(Items from a data source)
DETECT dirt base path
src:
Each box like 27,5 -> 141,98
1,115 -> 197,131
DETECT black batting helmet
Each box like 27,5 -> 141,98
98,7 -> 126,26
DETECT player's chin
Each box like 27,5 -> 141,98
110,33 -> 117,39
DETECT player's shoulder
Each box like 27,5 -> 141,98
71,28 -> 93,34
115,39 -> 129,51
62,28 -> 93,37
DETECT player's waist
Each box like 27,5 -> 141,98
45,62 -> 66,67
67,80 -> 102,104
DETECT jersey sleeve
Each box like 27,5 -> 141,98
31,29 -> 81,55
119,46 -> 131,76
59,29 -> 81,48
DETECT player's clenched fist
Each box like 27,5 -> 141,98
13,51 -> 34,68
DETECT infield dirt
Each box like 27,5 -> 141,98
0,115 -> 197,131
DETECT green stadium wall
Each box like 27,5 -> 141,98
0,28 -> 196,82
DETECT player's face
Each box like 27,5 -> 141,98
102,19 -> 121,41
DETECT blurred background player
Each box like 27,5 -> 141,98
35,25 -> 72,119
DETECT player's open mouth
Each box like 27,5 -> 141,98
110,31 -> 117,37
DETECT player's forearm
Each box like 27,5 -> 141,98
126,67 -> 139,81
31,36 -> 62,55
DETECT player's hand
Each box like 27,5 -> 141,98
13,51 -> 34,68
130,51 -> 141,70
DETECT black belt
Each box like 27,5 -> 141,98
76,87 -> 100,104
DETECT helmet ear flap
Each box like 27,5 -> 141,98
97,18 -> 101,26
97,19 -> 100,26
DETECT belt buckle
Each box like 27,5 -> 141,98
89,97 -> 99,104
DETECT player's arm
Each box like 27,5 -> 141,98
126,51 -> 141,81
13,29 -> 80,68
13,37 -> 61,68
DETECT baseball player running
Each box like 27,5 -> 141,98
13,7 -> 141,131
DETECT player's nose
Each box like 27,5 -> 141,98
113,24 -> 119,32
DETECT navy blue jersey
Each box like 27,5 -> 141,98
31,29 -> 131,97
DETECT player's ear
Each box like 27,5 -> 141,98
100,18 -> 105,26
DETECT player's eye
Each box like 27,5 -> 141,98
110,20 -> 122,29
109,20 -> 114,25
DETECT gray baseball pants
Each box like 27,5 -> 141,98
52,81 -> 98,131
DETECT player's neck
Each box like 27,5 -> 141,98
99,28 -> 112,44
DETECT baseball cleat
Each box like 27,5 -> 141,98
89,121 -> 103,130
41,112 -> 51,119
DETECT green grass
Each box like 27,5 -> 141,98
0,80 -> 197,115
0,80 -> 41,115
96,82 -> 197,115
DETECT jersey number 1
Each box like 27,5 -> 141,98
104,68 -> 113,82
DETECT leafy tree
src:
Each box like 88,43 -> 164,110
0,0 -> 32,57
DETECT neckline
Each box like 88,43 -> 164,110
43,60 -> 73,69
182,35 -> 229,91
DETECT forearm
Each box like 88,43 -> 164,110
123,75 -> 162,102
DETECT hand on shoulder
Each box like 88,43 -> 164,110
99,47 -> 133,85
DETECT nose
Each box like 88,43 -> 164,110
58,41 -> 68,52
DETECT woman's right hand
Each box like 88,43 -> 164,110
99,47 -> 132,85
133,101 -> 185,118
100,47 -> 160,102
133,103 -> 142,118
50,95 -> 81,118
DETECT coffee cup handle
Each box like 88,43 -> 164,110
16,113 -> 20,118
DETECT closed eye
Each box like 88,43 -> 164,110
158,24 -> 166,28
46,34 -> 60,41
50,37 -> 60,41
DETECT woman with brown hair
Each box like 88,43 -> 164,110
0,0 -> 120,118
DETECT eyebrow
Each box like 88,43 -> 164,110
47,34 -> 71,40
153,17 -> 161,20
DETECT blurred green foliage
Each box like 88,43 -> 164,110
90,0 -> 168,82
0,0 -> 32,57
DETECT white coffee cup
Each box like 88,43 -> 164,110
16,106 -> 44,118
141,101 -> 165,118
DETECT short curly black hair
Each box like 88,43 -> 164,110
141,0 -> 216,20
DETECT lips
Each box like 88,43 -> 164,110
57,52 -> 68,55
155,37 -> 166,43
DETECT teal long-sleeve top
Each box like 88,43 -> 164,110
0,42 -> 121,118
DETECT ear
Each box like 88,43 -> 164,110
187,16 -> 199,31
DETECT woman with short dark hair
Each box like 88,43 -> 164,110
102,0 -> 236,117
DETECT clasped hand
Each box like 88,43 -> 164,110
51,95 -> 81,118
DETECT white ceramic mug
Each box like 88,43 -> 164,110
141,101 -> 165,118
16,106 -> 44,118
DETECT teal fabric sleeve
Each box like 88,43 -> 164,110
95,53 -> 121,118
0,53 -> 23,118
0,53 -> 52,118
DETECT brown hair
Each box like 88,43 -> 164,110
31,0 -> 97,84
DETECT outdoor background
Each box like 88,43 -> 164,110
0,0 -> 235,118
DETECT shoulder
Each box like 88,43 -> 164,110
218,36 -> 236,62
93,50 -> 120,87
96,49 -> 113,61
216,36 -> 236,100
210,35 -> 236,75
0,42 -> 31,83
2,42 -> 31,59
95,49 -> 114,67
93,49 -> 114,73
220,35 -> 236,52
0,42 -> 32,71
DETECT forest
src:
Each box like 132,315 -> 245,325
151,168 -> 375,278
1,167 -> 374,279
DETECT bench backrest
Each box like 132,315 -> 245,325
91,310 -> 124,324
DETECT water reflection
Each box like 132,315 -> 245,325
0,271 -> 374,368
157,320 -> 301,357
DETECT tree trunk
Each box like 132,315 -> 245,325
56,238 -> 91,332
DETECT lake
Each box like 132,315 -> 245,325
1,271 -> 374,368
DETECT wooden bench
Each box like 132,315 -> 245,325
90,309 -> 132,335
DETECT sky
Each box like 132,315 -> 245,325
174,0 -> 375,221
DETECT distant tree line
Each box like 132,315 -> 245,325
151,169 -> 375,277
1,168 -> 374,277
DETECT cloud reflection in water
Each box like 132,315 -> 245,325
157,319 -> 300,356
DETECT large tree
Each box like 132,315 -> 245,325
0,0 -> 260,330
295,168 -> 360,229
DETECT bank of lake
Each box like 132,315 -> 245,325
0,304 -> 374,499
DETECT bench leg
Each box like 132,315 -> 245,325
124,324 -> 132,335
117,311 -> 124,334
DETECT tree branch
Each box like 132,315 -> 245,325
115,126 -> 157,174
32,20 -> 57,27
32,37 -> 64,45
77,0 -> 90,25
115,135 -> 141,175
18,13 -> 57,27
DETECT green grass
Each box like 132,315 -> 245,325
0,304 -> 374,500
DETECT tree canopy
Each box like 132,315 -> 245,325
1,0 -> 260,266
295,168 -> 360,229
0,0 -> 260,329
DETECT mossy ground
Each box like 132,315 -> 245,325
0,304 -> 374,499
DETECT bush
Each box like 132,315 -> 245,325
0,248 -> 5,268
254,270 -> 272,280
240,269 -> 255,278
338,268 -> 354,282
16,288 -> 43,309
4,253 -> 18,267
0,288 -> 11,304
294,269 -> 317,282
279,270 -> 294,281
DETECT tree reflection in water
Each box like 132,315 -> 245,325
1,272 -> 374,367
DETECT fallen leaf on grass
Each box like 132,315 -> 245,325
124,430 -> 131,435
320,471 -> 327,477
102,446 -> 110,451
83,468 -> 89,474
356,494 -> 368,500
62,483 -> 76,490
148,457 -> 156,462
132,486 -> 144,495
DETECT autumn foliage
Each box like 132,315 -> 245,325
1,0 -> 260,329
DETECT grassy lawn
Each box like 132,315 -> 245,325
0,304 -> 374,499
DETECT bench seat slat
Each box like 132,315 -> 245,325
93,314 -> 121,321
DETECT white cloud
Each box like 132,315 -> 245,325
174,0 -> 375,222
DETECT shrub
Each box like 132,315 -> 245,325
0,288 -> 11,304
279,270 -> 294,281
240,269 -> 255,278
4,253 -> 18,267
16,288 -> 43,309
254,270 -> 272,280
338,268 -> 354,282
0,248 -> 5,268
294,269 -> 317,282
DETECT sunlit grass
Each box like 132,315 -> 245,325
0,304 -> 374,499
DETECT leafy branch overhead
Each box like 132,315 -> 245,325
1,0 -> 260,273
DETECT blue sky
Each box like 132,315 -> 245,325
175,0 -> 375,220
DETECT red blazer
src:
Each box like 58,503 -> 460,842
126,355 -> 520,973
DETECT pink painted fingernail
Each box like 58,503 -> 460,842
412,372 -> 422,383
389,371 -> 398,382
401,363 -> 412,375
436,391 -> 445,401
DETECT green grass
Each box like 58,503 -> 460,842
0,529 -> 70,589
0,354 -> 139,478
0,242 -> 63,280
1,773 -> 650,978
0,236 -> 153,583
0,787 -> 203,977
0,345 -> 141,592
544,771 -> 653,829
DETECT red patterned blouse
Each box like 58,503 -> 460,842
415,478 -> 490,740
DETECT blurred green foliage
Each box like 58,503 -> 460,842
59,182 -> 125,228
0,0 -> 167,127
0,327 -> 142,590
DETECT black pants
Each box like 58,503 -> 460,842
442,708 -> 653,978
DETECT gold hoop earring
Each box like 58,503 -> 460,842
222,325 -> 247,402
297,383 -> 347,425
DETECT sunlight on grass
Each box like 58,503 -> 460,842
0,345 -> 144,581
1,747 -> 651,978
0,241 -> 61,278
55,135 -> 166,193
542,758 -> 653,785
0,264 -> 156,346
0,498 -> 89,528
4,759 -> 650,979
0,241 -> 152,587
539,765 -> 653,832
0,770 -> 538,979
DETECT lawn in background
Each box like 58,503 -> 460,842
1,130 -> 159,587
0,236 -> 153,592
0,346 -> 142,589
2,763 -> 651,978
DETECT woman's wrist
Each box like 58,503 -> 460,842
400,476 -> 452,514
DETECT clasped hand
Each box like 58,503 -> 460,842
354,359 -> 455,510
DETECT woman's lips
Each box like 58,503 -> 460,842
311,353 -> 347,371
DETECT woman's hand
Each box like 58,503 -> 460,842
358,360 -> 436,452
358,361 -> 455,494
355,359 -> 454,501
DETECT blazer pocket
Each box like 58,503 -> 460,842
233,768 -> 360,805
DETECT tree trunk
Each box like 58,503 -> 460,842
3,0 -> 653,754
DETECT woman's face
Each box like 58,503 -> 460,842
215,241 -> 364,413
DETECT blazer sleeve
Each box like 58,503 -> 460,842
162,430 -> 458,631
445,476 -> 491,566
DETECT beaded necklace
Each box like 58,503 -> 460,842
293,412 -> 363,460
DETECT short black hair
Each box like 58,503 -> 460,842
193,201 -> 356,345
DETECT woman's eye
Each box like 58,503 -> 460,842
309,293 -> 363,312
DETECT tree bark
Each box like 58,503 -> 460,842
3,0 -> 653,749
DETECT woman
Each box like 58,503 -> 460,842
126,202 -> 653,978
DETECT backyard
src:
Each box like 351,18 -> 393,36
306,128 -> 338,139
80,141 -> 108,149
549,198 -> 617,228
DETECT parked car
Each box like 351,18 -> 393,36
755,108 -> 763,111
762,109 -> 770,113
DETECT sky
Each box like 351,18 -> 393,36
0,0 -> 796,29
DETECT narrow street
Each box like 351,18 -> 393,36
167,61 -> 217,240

YOUR OBJECTIVE: From the records above, pick out and copy each line holding the word "with".

ANSWER:
DETECT woman with brown hair
DETECT woman with short dark hair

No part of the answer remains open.